EXTRACT

━━━━━━━━━━━━━━━━

We went heavy-laden: In addition to our camera gear, lunches, spare clothing, and technical supplies, we carried nine diving tanks, at 37 pounds apiece, and a four-man inflatable rubber boat weighing 50 pounds.
At last, drenched with sweat and streaked with dirt, we stumbled down to the shore of the lake, bordered with spectral mangrove roots. Pulling off our boots, we jumped fully clothed into the cooling water.
Black looks greeted the query, “Who’s going back for the second load?”
With all the gear assembled, we paddled our rubber boat into open water. Wary of saltwater crocodiles, we slapped the surface with our oars, making lots of noise. If any crocodiles lived there, the racket would pique their curiosity: In isolation they are quite unafraid of man. No reptilian snouts breached the still surface. How nice! We returned to shore and put on our diving gear.
In the center of the lake, we dropped slowly down the boat’s anchor line. At the surface the water was blue, clear, and cool—sweet to the taste. Recent rainwater floated above the salt.
A few feet deeper and the water shone bright green with algae. Lower still, and abruptly the water turned bright red, brilliant magenta, then black! In the dark we turned on our lights: The water here actually was quite clear, but no daylight reached it, though we were only ten feet below the surface. The algae and reddish material above us had totally absorbed all the sunlight.

━━━━━━━━━━━━━━━━

WHAT TO DO
Do the following statements agree with the diving account? Answer yes or no for each and quote the words from the account that decide it.
1. The inflatable rubber boat weighed 50 pounds.
2. Crocodile snouts appeared at the lake's surface after the oars slapped the water.
3. Daylight still reached the water ten feet below the surface.

━━━━━━━━━━━━━━━━

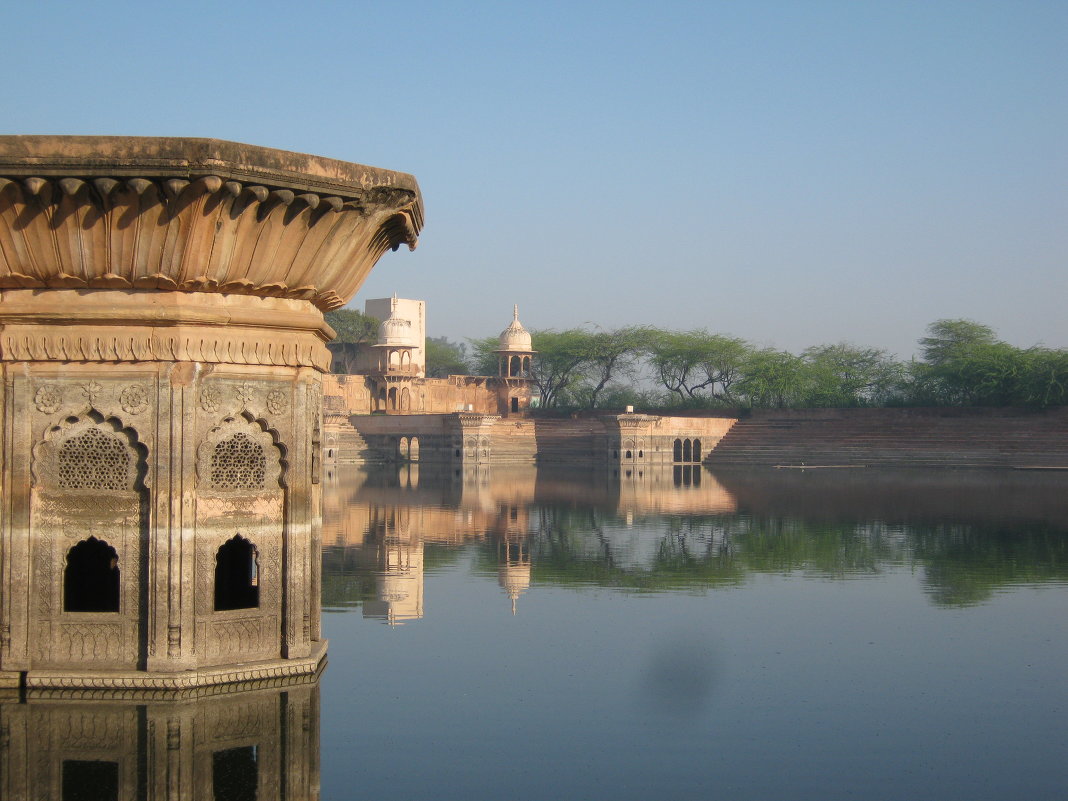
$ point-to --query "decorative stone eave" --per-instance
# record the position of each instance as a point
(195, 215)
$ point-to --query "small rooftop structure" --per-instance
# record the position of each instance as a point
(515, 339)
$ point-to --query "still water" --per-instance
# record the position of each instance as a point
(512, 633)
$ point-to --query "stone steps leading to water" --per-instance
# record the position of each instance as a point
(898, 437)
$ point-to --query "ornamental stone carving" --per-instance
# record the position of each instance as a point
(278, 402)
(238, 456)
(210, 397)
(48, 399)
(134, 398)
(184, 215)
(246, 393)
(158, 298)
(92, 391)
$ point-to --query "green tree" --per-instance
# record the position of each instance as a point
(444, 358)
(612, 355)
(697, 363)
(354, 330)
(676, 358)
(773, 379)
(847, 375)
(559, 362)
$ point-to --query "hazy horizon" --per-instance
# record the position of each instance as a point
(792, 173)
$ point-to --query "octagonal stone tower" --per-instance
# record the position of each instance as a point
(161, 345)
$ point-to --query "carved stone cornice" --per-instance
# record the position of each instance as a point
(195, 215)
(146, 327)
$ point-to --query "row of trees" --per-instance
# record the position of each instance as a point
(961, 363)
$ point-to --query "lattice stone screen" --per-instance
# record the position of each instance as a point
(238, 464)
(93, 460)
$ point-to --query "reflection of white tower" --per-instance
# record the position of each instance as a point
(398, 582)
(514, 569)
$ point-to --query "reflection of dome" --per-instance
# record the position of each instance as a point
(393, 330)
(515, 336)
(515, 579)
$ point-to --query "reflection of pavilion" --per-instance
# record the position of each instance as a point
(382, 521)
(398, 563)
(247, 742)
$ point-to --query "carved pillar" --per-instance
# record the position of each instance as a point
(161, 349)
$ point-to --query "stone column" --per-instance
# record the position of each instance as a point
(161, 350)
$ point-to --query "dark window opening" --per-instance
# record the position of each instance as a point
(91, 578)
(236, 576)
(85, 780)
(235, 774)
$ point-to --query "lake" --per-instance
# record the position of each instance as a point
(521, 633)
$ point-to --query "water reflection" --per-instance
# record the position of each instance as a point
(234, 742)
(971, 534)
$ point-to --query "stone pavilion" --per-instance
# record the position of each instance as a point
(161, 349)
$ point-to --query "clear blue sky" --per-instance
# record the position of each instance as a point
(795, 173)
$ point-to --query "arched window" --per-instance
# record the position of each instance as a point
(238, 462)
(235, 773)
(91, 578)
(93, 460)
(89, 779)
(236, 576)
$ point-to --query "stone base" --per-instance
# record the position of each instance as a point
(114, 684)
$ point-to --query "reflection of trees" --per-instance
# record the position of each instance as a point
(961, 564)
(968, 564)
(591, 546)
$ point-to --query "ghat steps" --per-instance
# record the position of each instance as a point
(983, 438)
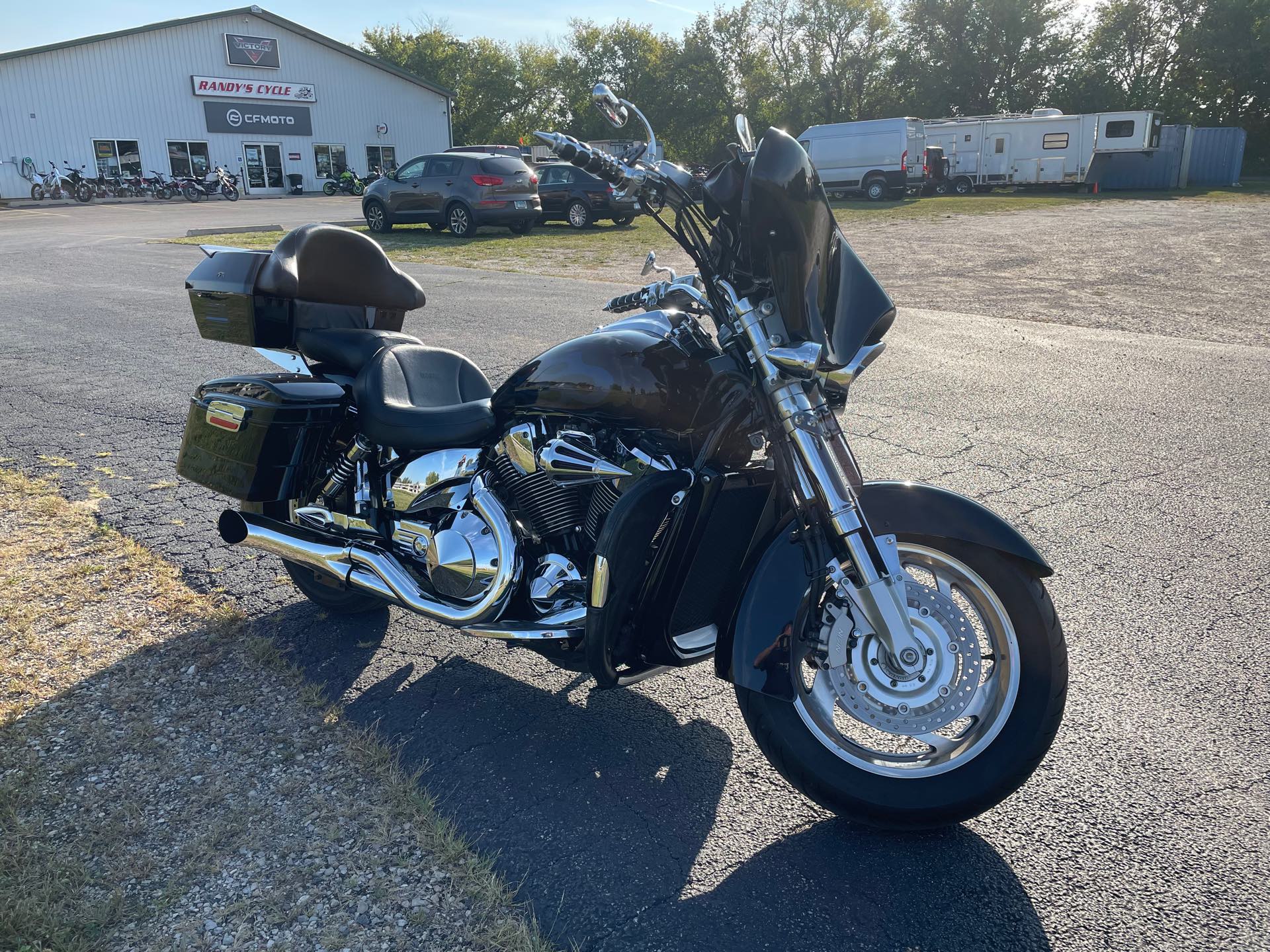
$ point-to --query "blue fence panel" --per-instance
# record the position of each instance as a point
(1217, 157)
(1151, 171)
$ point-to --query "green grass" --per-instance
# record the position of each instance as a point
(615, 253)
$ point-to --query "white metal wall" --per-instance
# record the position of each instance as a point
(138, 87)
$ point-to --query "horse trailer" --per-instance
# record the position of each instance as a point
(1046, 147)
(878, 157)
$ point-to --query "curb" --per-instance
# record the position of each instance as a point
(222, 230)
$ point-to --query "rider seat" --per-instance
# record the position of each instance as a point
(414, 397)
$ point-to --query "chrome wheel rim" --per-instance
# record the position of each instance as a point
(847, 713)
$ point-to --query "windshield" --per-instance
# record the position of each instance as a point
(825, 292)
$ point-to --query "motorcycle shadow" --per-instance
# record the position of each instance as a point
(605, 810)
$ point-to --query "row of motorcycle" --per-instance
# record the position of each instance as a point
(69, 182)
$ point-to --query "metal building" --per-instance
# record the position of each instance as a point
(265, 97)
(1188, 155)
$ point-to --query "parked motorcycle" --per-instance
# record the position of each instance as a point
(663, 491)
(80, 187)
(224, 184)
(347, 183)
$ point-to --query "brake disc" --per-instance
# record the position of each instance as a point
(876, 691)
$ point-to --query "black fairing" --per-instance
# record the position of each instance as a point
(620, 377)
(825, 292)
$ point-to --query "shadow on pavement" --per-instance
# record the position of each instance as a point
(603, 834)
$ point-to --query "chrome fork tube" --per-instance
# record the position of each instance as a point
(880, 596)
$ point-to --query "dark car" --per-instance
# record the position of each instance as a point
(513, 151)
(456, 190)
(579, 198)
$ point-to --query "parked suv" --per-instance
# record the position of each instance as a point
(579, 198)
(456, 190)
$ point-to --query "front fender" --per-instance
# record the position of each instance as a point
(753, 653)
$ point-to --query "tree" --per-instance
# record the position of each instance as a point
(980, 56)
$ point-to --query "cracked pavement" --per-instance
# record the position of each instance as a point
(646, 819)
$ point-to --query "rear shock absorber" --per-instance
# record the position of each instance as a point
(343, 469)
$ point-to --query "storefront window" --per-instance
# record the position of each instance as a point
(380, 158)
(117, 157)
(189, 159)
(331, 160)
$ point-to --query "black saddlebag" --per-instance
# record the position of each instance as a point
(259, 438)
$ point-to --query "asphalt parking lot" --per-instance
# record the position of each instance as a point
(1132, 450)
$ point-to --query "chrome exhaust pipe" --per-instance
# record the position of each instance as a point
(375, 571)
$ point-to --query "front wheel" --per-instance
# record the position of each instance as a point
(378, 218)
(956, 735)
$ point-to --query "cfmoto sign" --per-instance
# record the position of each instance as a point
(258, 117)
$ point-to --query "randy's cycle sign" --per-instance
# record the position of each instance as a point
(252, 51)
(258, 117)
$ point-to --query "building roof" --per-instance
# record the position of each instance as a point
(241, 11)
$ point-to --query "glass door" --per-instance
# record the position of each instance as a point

━━━━━━━━━━━━━━━━

RESPONSE BELOW
1. Yes: "a four-man inflatable rubber boat weighing 50 pounds."
2. No: "No reptilian snouts breached the still surface."
3. No: "no daylight reached it, though we were only ten feet below the surface."